------ Data provided ------

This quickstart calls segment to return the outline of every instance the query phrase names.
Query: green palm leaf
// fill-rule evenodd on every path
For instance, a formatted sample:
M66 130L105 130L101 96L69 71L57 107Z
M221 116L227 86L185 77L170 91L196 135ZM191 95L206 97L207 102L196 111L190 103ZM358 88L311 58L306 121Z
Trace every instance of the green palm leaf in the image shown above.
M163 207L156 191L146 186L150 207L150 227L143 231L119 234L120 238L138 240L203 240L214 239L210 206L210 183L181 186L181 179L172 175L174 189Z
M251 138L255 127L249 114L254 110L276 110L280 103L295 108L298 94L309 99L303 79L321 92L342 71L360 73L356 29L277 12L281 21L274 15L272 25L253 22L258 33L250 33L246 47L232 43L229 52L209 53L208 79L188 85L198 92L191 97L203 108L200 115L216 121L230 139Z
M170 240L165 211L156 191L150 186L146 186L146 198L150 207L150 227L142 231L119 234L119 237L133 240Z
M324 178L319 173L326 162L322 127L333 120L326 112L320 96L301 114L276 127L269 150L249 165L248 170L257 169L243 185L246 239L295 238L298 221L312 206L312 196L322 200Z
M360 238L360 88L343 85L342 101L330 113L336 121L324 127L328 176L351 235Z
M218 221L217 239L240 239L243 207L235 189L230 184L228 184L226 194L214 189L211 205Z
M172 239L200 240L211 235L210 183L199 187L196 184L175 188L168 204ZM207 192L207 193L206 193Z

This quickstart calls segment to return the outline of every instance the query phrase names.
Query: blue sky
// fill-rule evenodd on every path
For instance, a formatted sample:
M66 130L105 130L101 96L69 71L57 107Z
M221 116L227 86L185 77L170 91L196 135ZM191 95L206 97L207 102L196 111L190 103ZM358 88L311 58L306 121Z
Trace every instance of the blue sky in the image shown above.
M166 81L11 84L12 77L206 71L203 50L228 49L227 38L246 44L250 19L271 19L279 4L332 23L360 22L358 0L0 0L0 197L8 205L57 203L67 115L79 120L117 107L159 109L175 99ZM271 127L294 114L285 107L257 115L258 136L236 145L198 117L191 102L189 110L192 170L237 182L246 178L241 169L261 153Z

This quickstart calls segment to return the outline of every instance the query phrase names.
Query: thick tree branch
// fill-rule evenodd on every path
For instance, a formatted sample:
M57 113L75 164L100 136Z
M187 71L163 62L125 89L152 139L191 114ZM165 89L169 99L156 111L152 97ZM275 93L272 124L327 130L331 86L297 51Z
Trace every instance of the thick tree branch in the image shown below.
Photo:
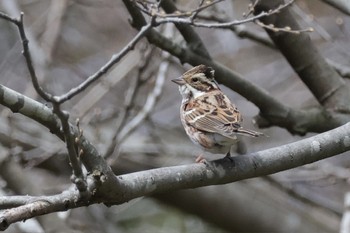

------
------ Data provided ------

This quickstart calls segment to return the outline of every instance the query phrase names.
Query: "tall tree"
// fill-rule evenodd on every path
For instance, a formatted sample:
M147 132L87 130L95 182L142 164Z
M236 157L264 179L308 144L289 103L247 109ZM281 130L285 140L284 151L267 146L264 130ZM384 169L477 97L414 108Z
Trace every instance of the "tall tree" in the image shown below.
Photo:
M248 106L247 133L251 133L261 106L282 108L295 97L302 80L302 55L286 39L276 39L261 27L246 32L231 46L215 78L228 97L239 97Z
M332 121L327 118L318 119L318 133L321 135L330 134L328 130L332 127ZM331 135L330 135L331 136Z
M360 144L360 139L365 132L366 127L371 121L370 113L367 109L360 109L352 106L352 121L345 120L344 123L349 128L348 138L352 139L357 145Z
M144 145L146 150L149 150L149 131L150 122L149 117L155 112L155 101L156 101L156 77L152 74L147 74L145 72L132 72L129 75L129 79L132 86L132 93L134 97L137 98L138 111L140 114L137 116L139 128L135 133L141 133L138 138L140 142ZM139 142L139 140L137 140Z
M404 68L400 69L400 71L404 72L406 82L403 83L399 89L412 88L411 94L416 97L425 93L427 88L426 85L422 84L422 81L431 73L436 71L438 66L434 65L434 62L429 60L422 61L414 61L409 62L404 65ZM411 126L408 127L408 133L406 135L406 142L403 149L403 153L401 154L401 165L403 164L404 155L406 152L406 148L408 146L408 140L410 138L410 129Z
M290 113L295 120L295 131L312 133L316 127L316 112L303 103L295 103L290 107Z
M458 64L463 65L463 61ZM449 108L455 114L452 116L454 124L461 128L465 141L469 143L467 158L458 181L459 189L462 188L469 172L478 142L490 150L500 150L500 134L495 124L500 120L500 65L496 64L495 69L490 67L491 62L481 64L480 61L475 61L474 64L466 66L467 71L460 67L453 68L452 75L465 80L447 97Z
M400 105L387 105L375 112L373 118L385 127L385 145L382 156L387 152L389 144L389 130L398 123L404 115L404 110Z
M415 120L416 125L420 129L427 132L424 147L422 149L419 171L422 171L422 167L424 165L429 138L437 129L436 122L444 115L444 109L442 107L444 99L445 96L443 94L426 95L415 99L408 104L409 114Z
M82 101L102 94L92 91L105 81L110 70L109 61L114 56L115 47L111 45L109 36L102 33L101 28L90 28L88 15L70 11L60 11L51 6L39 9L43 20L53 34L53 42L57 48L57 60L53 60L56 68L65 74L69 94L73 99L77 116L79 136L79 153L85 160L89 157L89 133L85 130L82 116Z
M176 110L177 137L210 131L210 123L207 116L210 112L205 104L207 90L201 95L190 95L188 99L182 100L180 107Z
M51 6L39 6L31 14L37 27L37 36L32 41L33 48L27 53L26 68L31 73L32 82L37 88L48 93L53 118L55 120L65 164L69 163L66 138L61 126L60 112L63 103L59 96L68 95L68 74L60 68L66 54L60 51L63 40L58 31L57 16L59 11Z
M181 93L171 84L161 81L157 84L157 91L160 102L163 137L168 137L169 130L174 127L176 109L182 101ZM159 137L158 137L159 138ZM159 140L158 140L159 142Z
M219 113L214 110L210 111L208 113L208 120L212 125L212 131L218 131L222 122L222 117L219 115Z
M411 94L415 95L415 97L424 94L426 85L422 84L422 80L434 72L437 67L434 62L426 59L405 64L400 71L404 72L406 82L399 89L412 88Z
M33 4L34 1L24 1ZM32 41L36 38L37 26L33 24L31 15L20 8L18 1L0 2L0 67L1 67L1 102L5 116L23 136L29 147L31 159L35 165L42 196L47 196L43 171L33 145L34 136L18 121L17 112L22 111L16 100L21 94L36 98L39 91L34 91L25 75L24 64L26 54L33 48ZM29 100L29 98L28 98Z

------
------ Data provided ------

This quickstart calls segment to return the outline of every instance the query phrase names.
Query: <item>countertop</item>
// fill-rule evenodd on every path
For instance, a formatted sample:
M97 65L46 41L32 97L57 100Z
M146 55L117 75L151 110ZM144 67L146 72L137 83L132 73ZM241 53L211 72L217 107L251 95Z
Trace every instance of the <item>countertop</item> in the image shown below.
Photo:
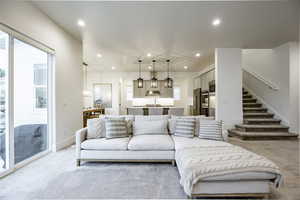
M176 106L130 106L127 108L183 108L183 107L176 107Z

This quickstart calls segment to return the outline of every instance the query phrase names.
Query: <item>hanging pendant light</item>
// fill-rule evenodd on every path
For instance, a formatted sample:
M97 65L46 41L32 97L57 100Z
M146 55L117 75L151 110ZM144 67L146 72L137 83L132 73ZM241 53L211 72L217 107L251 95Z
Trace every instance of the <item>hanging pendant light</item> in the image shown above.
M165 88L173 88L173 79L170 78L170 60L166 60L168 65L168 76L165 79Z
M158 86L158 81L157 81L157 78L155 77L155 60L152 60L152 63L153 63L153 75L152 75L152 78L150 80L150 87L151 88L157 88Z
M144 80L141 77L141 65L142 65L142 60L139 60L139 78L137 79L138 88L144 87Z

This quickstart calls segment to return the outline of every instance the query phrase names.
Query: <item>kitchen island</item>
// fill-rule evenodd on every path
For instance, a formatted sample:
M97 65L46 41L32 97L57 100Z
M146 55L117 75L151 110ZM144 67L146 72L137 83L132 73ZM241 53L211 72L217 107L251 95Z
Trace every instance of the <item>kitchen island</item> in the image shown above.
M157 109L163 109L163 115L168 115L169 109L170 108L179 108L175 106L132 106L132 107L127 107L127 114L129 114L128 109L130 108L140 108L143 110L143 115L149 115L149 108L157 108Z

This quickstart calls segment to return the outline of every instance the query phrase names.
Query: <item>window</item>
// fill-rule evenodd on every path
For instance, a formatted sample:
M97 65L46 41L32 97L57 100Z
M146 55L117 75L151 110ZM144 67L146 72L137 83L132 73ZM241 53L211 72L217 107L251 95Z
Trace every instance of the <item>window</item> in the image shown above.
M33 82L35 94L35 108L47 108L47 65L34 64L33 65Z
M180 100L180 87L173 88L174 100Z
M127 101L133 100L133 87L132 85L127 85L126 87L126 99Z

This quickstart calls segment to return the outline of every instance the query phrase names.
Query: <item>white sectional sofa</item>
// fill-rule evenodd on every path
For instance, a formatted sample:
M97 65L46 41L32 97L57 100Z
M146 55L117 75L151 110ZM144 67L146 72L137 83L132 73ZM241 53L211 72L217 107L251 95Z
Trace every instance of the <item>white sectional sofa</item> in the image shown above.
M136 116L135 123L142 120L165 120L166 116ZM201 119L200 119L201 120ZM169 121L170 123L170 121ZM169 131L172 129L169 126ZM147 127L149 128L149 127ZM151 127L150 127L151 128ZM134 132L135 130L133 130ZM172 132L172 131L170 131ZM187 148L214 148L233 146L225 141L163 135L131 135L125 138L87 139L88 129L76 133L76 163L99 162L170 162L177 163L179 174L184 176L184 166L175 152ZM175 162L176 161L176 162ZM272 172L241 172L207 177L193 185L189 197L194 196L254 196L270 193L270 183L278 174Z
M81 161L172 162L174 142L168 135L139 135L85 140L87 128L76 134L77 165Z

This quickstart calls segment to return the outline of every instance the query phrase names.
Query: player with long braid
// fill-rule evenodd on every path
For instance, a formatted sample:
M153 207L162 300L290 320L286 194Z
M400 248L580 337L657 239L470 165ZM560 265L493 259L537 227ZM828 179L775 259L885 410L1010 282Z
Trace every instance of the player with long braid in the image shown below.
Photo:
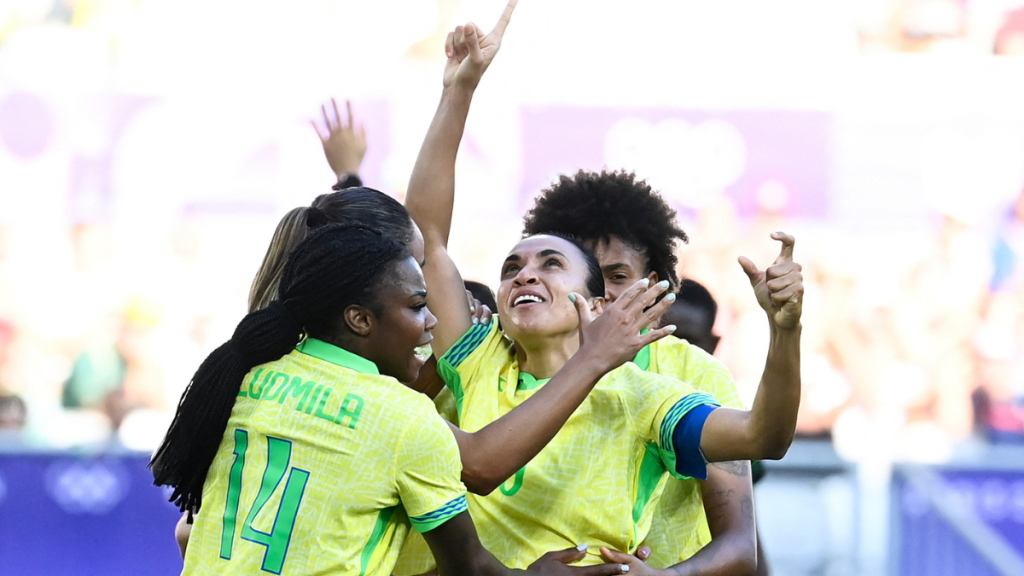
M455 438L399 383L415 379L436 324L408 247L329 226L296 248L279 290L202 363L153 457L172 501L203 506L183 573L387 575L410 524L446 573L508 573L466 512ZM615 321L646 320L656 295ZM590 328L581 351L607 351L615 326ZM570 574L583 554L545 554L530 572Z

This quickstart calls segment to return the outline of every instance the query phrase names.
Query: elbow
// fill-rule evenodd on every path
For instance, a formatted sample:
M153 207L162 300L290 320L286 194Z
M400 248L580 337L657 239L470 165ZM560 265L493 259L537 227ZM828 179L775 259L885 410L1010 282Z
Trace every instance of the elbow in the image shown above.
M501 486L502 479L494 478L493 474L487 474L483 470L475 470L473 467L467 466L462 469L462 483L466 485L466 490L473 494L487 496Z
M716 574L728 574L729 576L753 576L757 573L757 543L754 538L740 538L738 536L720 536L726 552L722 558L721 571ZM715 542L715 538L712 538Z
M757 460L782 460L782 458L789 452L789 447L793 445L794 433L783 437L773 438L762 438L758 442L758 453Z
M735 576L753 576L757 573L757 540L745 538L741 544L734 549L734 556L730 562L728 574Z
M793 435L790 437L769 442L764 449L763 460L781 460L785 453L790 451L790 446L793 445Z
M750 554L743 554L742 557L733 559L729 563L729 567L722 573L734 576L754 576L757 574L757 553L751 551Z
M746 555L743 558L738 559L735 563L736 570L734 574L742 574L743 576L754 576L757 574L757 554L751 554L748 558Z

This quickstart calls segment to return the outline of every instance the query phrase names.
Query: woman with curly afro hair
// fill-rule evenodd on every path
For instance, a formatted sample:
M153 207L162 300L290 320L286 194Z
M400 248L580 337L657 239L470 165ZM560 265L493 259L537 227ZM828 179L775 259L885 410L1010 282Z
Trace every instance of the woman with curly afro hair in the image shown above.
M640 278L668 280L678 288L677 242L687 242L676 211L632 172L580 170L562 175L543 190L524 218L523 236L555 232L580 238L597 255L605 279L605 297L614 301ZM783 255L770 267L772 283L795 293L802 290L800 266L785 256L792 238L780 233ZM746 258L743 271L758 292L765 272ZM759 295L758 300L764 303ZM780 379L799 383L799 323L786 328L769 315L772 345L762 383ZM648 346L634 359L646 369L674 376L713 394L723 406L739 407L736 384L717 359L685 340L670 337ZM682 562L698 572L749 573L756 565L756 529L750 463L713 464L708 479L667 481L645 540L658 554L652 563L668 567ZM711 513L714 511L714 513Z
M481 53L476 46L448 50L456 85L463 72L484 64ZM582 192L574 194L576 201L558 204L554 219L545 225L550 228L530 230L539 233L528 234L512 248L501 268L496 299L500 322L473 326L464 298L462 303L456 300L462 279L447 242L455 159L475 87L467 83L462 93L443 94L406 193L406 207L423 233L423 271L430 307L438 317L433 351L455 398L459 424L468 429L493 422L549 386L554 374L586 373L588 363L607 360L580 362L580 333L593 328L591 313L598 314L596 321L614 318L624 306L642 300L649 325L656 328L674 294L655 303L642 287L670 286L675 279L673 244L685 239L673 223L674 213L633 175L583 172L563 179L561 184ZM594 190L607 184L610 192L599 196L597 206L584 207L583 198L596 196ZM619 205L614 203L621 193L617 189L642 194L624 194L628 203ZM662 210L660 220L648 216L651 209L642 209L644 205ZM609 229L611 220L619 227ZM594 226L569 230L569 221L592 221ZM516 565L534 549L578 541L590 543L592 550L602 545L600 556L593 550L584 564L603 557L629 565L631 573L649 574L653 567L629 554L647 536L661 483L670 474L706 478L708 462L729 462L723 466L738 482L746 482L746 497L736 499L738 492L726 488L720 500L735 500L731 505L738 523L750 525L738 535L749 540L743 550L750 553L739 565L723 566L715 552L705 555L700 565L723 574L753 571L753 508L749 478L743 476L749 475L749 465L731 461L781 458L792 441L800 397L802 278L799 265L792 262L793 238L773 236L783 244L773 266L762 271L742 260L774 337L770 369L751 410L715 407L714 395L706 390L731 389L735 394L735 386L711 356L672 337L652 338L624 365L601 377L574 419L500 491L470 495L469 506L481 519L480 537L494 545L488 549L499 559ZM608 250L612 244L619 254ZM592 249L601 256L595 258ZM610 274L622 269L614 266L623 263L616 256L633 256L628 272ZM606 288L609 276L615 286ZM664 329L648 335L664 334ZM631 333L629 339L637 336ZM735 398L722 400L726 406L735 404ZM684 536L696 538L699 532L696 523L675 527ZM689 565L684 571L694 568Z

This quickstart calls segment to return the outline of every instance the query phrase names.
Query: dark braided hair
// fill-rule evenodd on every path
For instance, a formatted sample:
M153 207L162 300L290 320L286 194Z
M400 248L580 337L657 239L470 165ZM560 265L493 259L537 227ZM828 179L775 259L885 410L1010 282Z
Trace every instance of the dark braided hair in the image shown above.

------

### [What to do]
What lines above contain the word "countertop"? Please copy each one.

### [Task output]
Query: <item>countertop</item>
Trace every instance of the <item>countertop</item> in the image shown below.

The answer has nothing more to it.